## START EXTRACTED MATERIAL
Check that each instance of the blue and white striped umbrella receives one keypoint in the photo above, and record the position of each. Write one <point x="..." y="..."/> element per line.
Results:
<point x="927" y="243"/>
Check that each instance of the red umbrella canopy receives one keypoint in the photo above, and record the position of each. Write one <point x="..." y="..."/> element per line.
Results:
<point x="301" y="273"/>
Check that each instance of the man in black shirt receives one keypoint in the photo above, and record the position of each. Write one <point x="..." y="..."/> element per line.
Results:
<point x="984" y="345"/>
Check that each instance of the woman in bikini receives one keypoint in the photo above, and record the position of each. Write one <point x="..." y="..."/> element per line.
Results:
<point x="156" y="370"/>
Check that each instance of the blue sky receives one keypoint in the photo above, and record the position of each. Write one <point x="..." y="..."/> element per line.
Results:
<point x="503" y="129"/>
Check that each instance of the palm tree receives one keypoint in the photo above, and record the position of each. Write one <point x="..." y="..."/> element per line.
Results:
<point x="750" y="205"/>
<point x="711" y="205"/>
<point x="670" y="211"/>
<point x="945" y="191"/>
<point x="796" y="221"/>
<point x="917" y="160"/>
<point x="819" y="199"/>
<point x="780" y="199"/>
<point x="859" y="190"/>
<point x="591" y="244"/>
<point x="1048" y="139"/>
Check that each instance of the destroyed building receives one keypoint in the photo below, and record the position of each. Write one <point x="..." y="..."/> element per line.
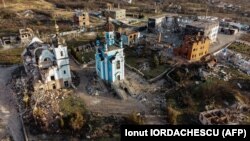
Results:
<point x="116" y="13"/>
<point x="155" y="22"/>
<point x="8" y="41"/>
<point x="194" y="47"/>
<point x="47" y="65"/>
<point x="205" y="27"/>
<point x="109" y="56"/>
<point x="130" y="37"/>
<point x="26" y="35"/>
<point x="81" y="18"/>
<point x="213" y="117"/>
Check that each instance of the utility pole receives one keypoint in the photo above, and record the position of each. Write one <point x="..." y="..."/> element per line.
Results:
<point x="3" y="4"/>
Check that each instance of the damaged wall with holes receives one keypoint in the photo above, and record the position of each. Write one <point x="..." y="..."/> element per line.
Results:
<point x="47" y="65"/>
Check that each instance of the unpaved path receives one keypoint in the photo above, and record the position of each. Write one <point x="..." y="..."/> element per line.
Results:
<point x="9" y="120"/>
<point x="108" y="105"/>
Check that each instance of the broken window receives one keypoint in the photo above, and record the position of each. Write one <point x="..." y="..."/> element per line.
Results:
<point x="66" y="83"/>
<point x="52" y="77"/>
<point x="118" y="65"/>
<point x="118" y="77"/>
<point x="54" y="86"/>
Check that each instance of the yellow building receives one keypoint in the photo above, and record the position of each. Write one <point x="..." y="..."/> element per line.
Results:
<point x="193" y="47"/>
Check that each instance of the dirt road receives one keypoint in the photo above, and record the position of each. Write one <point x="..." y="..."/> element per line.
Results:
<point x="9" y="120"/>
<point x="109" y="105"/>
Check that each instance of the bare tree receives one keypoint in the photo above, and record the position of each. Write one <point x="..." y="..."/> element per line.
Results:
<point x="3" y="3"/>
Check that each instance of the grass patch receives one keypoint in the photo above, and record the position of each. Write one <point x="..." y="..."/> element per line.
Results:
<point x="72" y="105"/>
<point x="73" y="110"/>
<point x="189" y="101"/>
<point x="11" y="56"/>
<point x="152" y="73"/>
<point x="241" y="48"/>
## END EXTRACTED MATERIAL
## START EXTRACTED MATERIAL
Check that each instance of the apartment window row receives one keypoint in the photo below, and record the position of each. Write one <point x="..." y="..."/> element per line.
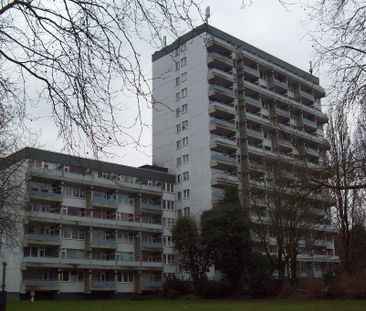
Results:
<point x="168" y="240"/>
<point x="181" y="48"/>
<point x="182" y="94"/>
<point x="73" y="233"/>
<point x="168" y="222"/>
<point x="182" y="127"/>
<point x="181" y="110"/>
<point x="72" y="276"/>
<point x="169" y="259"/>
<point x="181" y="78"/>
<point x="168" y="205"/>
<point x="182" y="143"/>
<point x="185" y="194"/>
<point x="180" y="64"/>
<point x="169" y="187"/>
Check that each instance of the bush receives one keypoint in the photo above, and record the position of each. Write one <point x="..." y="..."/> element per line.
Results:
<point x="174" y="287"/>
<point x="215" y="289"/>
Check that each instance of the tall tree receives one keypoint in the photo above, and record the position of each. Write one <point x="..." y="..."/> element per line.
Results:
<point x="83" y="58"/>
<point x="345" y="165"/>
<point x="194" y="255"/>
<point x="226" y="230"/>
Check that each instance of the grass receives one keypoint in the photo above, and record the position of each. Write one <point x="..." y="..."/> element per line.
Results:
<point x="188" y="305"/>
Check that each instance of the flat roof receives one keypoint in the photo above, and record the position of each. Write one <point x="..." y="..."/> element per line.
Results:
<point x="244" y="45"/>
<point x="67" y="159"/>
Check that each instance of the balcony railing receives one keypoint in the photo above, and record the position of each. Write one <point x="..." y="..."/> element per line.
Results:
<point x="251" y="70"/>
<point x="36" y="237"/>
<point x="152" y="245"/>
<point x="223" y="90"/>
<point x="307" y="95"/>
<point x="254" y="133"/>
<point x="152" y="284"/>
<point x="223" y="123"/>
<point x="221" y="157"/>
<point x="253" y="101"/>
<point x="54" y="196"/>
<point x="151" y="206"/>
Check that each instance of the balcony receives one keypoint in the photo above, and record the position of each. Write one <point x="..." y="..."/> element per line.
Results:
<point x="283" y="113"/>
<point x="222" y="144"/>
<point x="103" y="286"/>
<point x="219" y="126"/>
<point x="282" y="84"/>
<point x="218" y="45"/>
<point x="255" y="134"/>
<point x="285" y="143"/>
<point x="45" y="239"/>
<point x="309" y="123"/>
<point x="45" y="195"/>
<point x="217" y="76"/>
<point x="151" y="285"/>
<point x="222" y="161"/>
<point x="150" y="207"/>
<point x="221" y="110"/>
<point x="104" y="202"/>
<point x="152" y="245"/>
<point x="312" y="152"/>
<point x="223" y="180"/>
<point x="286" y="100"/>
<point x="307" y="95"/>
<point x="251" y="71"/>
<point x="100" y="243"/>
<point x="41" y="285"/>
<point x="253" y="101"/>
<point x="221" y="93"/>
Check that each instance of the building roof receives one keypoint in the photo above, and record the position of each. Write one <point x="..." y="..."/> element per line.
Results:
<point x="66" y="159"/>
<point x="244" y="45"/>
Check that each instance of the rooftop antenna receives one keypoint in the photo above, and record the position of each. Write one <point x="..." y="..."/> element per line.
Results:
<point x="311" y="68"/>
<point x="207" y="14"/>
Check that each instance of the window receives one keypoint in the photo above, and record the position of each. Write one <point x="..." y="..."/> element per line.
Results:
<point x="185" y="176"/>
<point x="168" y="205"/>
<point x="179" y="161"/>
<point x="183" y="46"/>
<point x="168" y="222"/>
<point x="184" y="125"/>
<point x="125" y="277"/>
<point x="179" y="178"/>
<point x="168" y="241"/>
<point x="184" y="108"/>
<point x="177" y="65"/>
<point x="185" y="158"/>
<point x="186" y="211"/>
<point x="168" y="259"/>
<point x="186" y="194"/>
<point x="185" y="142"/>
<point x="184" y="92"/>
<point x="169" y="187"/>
## END EXTRACTED MATERIAL
# INSTRUCTIONS TO FOLLOW
Which lines in the entries above contain the word "building"? Pick them out and copy each one in full.

# RESPONSE BELOW
Check that each instance of the destroyed building receives one keypoint in the photo below, and record the position of each. Write one <point x="..." y="..."/> element per line.
Check that each instance of the yellow building receives one keypoint in the photo above, and record the position of each. Write one <point x="..." y="..."/> element per line.
Check that each instance of the building roof receives one keypoint in the photo above, and record the position of each. Write one <point x="..." y="..."/> element per line.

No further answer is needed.